▶ **TASK OBJECTIVE**
Please copy all of the records exactly, leaving nothing out.

.....

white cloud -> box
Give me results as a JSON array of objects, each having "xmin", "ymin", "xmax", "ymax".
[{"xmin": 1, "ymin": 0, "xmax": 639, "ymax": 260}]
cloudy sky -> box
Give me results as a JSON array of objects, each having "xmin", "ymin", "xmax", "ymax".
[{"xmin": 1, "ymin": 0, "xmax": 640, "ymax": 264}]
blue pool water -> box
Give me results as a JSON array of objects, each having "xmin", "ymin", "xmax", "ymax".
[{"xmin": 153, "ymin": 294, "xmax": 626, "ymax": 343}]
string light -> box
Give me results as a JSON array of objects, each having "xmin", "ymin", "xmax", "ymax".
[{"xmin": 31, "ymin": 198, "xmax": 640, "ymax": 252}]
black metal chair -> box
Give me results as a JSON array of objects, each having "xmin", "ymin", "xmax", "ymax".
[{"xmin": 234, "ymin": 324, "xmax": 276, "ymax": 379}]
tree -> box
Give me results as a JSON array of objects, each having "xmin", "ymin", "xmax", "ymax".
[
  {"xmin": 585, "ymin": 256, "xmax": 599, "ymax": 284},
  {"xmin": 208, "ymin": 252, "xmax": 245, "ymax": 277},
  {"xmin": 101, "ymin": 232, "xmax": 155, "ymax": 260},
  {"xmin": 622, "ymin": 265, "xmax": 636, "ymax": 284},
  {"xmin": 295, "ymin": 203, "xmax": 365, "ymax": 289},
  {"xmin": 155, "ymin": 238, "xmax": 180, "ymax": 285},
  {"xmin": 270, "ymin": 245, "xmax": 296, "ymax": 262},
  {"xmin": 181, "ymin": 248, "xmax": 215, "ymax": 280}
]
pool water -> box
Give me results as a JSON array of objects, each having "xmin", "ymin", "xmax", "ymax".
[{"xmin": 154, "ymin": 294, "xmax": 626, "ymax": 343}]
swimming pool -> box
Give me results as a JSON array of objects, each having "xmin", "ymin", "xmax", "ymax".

.....

▶ **TASK RESPONSE**
white cloud -> box
Give me results as a JSON array of objects, each having "xmin", "ymin", "xmax", "ymax".
[{"xmin": 1, "ymin": 0, "xmax": 639, "ymax": 260}]
cloudy sky -> box
Give me results as a JSON array of objects, each having "xmin", "ymin", "xmax", "ymax".
[{"xmin": 1, "ymin": 0, "xmax": 640, "ymax": 264}]
blue pool water -> box
Give me results as a JSON array of objects, each having "xmin", "ymin", "xmax", "ymax".
[{"xmin": 153, "ymin": 294, "xmax": 626, "ymax": 343}]
string light -> box
Give me results as a JSON array of objects, each having "xmin", "ymin", "xmax", "ymax".
[{"xmin": 31, "ymin": 198, "xmax": 640, "ymax": 252}]
black metal chair -> box
Give me results as a JSON array of objects, each having "xmin", "ymin", "xmax", "ymax".
[{"xmin": 234, "ymin": 324, "xmax": 276, "ymax": 379}]
tree -> box
Give me results as a JSON array of objects, each having "xmin", "ymin", "xmax", "ymax".
[
  {"xmin": 585, "ymin": 256, "xmax": 599, "ymax": 284},
  {"xmin": 208, "ymin": 252, "xmax": 245, "ymax": 277},
  {"xmin": 101, "ymin": 232, "xmax": 155, "ymax": 260},
  {"xmin": 622, "ymin": 265, "xmax": 636, "ymax": 284},
  {"xmin": 295, "ymin": 203, "xmax": 365, "ymax": 289},
  {"xmin": 155, "ymin": 238, "xmax": 180, "ymax": 285},
  {"xmin": 270, "ymin": 245, "xmax": 296, "ymax": 262},
  {"xmin": 181, "ymin": 248, "xmax": 215, "ymax": 280}
]
pool water -> box
Give me results as a JSON array of objects, each having "xmin", "ymin", "xmax", "ymax".
[{"xmin": 154, "ymin": 294, "xmax": 626, "ymax": 343}]
swimming pool -> box
Give me results as a JSON array of objects, each having "xmin", "ymin", "xmax", "ymax".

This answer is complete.